▶ [EXTRACTED TEXT]
[Begin]

News and Announcements
BDEC in HPCwire

The Big Data and Extreme Scale Computing (BDEC) effort was recently mentioned in HPCwire as BDEC co-PI Pete Beckman weighed in. The BDEC workshop series, organized by ICL and our partners, is premised on the need to systematically map out the ways in which the major issues associated with Big Data intersect and interact with plans for achieving Exascale computing.
The most recent BDEC activity was a BoF at SC15 and a planning meeting at ISC15. In HPCwire, Pete Beckman talks about the BDEC efforts moving forward, how big data and extreme scale computing have similar needs, and how the convergence of extreme scale computing and big data pose huge challenges while also providing great opportunities for application scientists, engineers, and the HPC community at large. Read the entire HPCwire feature here.
ICL Winter Grads

Yulu Jia (left) earned his PhD in Computer Science with a minor in Computational Science last fall, and the University formally presented his diploma on December 10, 2015. Yulu is now working for Intel. Tingxing Dong (right) also earned his PhD in Computer Science with a minor in Computational Science and graduated on December 10th. Tingxing is now working at AMD in Austin, TX. Congratulations to Yulu and Tingxing!
Recent Releases
2016 ICL Annual Report
For fifteen years, ICL has produced an annual report to provide a concise profile of our research, including information about the people and external organizations who make it all happen. Please download a copy and check it out.

[End]

▶ [Rows from a dataset]
[Begin]

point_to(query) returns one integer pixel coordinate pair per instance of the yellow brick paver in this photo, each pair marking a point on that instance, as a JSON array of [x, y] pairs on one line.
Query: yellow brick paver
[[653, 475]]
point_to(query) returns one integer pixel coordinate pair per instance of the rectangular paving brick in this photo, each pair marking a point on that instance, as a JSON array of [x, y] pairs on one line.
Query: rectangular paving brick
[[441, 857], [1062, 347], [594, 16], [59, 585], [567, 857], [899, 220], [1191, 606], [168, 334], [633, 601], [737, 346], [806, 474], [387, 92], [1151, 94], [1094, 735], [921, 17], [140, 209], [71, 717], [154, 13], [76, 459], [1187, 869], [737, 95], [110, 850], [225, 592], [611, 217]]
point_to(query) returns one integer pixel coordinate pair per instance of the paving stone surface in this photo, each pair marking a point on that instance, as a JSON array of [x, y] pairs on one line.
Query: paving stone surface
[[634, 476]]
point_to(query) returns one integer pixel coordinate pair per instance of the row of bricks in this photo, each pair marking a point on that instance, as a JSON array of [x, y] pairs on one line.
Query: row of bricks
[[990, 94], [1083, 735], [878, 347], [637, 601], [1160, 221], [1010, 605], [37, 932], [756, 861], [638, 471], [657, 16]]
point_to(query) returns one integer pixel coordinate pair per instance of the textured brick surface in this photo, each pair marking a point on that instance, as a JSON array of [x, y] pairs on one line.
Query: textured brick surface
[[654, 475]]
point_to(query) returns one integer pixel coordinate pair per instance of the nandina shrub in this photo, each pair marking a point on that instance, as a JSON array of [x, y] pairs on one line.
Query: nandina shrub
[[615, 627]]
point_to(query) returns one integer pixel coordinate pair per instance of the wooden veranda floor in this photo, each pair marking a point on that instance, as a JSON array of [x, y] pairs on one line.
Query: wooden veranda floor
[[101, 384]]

[End]

▶ [EXERCISES]
**A)** According to the ICL news page, where is Tingxing Dong now working?
**B)** Go on with the ICL news page from where it stops.
The data have no role in this.

▶ [OUTPUTS]
**A)** At AMD in Austin, TX.

**B)**
MAGMA 2.0 Beta 3 Released
MAGMA 2.0 Beta 3 is now available. MAGMA (Matrix Algebra on GPU and Multicore Architectures) is a collection of next generation linear algebra (LA) libraries for heterogeneous architectures. The MAGMA package supports interfaces for current LA packages and standards, e.g., LAPACK and BLAS, to allow computational scientists to easily port any LA-reliant software components to heterogeneous architectures. MAGMA allows applications to fully exploit the power of current heterogeneous systems of multi/many-core CPUs and multi-GPUs/coprocessors to deliver the fastest possible time to accurate solution within given energy constraints.
MAGMA 2.0 Beta 3 includes a major interface change for all MAGMA BLAS functions; most higher level functions such as magma_zgetrf have not changed their interface.
Significant changes include:
- Added queue argument to magmablas routines, and deprecated magmablas{Set,Get}KernelStream. This resolves a thread safety issue with using global magmablas{Set,Get}KernelStream.
- Fixed bugs related to relying on CUDA NULL stream implicit synchronization.
- Fixed memory leaks (zunmqr_m, zheevdx_2stage, etc.). Added -DDEBUG_MEMORY option to catch leaks.
- Fixed geqrf*_gpu bugs for m == nb, n >> m (ex: -N 64,10000); and m >> n, n == nb+i (ex: -N 10000,129).
- Fixed zunmql2_gpu for rectangular sizes.
- Fixed zhegvdx_m itype 3.
- Added zunglq, zungbr, zgeadd2 (which takes both alpha and beta).
MAGMA sparse changes:
- Added QMR, TFQMR, preconditioned TFQMR.
- Added CGS, preconditioned CGS.
- Added kernel-fused versions for CGS/PCGS QMR, TFQMR/PTFQMR.
- Changed relative stopping criterion to be relative to RHS.
- Fixed bug in complex version of CG.
- Accelerated version of Jacobi-CG.
- Added very efficient IDR.
- Performance tuning for SELLP SpMV.
Note: the Windows CMake port has not yet been implemented in the new Makefile structure. It will be available in the final release.
Visit the MAGMA software page to download the tarball.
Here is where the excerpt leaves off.